Document passage:
□ □ □ □ □ □ □

By now, you probably know the drill. If you are new, this series, as you may have deciphered, is an outline of the entire Bible, book by good ol’ book. If you want to truly know your King, you can follow this link to read all of the current portions to date!
Previously in Nehemiah… The cupbearer to the Persian King Artaxerxes was called by the Lord to go back to Jerusalem and restore a seemingly wayward and discouraged nation of captives who had returned under the time of Zerubbabel and Ezra. Most notably, the city and freshly rebuilt temple was open to enemies since the surrounding walls had not been rebuilt. So he worked hard to organize the Israelites to rebuild the walls of Jerusalem in record time (only about 52 days!), and as governor, he worked in conjunction with the priest, Ezra, to renew the nations understanding and passion for the book of the law of Moses.
BEFORE READING MORE – It would be ideal if you read the chapters to be discussed prior to looking through the outline! This week we are covering the book of Esther.

□ □ □ □ □ □ □

Entries supplied:
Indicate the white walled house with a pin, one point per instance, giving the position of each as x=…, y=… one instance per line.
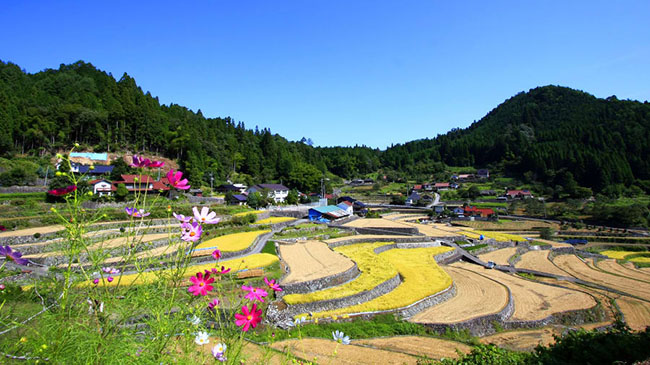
x=278, y=192
x=102, y=187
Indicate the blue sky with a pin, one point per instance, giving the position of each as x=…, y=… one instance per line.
x=342, y=72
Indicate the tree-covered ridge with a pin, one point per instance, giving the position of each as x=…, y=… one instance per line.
x=547, y=132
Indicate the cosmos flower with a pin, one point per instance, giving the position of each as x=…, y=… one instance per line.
x=201, y=284
x=219, y=352
x=340, y=337
x=254, y=293
x=202, y=338
x=182, y=218
x=63, y=191
x=14, y=256
x=175, y=181
x=137, y=213
x=205, y=216
x=272, y=284
x=213, y=304
x=191, y=232
x=248, y=318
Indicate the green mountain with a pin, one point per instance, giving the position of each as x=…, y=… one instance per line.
x=549, y=133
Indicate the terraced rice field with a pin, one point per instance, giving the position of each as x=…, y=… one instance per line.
x=330, y=352
x=375, y=223
x=476, y=296
x=538, y=260
x=254, y=261
x=636, y=312
x=523, y=340
x=374, y=271
x=534, y=300
x=499, y=256
x=433, y=348
x=579, y=269
x=275, y=220
x=613, y=267
x=421, y=275
x=309, y=260
x=228, y=243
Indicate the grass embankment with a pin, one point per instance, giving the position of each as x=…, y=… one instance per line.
x=421, y=275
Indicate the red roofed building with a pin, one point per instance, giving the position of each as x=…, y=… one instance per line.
x=142, y=183
x=471, y=211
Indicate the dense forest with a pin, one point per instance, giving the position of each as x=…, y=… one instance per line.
x=551, y=134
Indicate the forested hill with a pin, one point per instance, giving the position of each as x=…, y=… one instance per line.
x=550, y=134
x=53, y=109
x=545, y=133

□ □ □ □ □ □ □

Tasks to perform:
1. Answer these from the Bible outline passage:
(a) Which king did the cupbearer serve?
(b) About how many days did the rebuilding of the walls of Jerusalem take?
(c) Which book is covered this week?
2. Retype the stretch of the Bible outline passage from "Previously in Nehemiah…" through "book of Esther.".
None of the entries matter here.

The replies:
1.
(a) The Persian King Artaxerxes.
(b) About 52 days.
(c) The book of Esther.

2.
Previously in Nehemiah… The cupbearer to the Persian King Artaxerxes was called by the Lord to go back to Jerusalem and restore a seemingly wayward and discouraged nation of captives who had returned under the time of Zerubbabel and Ezra. Most notably, the city and freshly rebuilt temple was open to enemies since the surrounding walls had not been rebuilt. So he worked hard to organize the Israelites to rebuild the walls of Jerusalem in record time (only about 52 days!), and as governor, he worked in conjunction with the priest, Ezra, to renew the nations understanding and passion for the book of the law of Moses.
BEFORE READING MORE – It would be ideal if you read the chapters to be discussed prior to looking through the outline! This week we are covering the book of Esther.